*** PAGE EXTRACT ***

Still, celebrity shoplifting is a source of hilarity, not outrage.
We don't know why he stole some coleslaw when he was buying hundreds of pounds worth of champagne at the same time. We don't know why Tesco watched him do this five times before they decided to step in.
Since being caught stealing, according to him, he cries himself to sleep. He has all kinds of deep-rooted psychological difficulties from childhood abuse, to his business collapsing, to bereavements and goodness knows what else. He is now going to get the treatment he needs. It's a shame we don't have Shoplifters Anonymous as they do in America. Celebrity shoplifting is seen as a cry for help across the Atlantic. Embarrassing? Yes. Evil? Not so much. Who can forget the "Free Winona" T-shirts?
These people don't steal because they need stuff that they just can't afford. They steal because they are stressed/addicted to painkillers/have a deep desire to be loved. Fair play, I kinda understand that. But everybody wants to be loved, including me, but I don't feel the need to go wandering around the aisles in my local supermarket looking for it.

*** End of PAGE EXTRACT ***

### WORK TO COMPLETE
a: Answer these questions about the piece on celebrity shoplifting:
(i) What was he buying when he stole some coleslaw?
(ii) According to him, what does he do since being caught stealing?
(iii) Where does the writer say they don't feel the need to go wandering around?
b: Return the stretch of the celebrity shoplifting piece from "We don't know why he" through "to step in.".
c: List every deep-rooted psychological difficulty that the celebrity shoplifting piece names for him.
None of the rows is needed.

*** EXTRACTED ENTRIES ***

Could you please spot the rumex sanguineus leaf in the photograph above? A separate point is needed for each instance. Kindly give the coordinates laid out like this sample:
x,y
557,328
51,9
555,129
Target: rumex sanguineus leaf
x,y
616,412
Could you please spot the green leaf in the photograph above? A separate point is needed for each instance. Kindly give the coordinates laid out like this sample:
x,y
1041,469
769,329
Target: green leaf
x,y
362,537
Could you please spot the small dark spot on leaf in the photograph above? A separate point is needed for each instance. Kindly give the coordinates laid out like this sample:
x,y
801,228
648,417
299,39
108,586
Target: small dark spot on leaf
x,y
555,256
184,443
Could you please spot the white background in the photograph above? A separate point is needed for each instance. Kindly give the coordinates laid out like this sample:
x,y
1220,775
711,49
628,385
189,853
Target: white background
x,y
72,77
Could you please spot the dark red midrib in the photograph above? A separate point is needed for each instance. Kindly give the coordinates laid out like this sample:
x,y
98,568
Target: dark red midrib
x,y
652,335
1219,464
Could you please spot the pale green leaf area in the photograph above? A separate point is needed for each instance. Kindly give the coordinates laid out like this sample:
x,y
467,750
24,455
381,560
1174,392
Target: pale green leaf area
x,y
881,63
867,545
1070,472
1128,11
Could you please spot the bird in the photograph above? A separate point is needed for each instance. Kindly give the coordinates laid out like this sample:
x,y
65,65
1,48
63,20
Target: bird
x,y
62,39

*** End of EXTRACTED ENTRIES ***
*** EXTRACTED ENTRIES ***

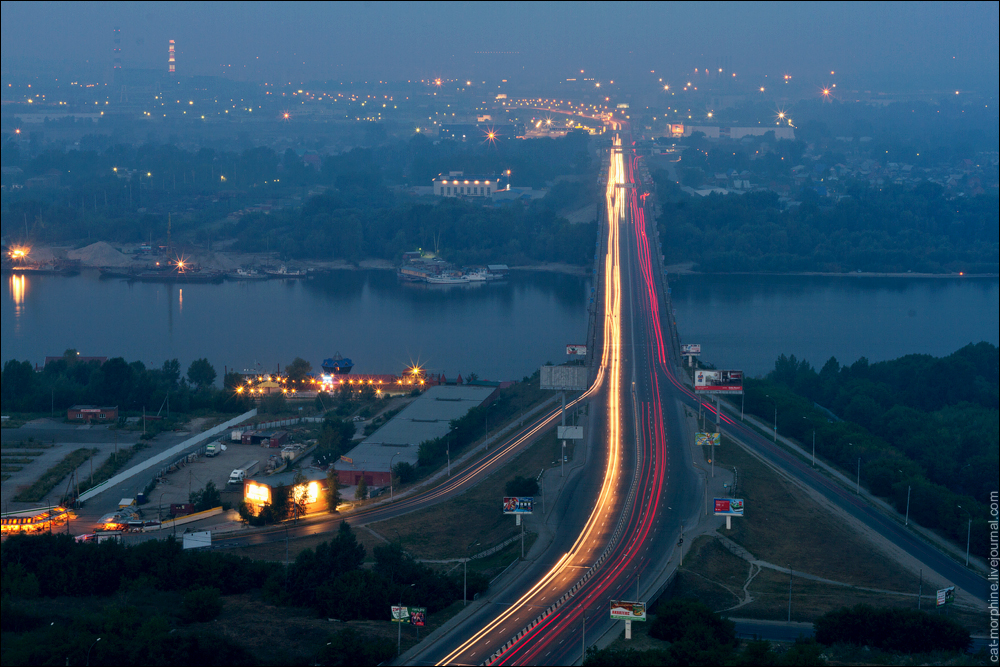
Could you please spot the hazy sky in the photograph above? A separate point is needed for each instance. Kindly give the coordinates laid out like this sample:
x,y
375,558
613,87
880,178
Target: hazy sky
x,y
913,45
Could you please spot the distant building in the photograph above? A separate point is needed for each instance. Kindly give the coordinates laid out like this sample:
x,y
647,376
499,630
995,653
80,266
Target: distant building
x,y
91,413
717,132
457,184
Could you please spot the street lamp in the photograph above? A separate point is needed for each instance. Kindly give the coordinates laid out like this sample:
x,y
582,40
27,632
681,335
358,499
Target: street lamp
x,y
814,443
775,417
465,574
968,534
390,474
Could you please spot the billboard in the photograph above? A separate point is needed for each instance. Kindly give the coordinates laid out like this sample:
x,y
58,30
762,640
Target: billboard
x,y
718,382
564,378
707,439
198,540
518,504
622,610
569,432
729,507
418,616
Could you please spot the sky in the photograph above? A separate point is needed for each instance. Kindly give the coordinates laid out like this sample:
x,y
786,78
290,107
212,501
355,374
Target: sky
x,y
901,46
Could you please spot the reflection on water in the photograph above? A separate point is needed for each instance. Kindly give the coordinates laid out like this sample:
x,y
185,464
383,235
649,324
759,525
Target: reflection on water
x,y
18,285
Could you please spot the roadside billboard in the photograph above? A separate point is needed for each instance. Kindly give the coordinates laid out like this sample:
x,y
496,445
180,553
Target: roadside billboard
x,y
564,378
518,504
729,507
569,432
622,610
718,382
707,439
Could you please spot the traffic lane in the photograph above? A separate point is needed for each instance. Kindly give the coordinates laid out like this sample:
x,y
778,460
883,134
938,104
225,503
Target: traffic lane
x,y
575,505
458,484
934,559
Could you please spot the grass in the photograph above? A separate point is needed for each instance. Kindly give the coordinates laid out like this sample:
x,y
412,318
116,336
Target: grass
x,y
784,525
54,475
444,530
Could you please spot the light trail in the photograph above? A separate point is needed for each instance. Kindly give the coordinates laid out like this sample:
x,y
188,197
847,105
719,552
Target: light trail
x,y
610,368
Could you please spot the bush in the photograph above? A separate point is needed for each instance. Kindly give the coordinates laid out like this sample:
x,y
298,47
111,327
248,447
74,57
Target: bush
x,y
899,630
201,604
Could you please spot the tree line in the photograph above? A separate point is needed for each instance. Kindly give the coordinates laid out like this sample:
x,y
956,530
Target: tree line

*** End of EXTRACTED ENTRIES ***
*** EXTRACTED ENTRIES ***

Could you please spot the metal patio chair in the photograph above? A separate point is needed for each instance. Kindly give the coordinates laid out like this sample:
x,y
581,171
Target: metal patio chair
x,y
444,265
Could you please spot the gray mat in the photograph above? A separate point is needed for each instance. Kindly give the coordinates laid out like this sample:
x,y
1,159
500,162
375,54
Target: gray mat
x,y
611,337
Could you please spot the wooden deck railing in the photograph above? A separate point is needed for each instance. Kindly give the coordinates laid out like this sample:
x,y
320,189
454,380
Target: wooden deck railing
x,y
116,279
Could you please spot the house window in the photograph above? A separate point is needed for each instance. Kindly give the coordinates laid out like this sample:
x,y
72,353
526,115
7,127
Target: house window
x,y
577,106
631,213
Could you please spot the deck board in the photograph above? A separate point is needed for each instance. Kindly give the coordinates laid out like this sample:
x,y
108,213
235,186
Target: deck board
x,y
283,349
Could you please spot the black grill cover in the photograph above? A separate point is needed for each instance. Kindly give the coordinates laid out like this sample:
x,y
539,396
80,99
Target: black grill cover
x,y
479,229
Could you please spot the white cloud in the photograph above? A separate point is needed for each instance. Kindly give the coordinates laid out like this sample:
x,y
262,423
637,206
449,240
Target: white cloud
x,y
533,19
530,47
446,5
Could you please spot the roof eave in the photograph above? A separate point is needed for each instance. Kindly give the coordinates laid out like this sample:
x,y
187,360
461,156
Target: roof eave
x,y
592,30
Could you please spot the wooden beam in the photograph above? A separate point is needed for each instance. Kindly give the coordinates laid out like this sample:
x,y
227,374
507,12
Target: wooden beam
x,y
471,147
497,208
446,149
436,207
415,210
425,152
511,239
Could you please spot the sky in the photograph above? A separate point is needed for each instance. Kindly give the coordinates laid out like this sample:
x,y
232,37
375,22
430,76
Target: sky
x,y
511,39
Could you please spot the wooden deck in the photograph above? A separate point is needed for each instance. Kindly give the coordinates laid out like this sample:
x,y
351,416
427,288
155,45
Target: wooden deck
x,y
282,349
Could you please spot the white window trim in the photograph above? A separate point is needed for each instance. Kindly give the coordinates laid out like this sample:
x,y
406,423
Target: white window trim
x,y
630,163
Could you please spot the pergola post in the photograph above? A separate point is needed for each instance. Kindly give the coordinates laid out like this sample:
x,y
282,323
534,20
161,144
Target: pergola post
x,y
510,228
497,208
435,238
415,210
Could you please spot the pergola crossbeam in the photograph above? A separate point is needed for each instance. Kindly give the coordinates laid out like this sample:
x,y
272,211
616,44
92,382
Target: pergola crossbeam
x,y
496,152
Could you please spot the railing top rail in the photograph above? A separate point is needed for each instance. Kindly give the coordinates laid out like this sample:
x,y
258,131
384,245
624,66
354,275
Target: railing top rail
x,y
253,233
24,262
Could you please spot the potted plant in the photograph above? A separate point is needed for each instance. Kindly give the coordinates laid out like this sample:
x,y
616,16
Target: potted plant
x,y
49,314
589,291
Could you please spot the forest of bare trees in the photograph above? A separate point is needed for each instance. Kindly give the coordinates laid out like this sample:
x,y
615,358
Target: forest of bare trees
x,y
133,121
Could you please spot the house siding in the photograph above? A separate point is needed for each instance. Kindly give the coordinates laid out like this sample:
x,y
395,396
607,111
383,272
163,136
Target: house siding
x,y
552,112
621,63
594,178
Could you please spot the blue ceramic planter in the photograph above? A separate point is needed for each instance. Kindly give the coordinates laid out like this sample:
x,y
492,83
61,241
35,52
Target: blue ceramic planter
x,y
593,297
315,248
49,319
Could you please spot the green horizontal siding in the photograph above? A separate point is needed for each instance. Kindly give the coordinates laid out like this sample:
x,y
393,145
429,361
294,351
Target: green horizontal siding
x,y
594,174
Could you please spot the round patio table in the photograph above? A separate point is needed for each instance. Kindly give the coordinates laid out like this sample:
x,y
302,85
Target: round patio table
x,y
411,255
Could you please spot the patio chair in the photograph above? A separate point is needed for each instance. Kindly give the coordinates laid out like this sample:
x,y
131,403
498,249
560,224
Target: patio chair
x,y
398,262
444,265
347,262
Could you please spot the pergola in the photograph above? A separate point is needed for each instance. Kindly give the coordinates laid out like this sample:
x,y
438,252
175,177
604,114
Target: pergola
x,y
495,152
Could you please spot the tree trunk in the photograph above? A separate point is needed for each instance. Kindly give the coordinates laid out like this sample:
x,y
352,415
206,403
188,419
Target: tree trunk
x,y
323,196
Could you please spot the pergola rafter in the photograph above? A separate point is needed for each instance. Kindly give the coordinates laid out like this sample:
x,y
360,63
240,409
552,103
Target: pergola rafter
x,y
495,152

*** End of EXTRACTED ENTRIES ***

### RESULTS FOR THE EXERCISE
a:
(i) Hundreds of pounds worth of champagne
(ii) He cries himself to sleep.
(iii) The aisles in the writer's local supermarket

b:
We don't know why he stole some coleslaw when he was buying hundreds of pounds worth of champagne at the same time. We don't know why Tesco watched him do this five times before they decided to step in.

c:
Childhood abuse
His business collapsing
Bereavements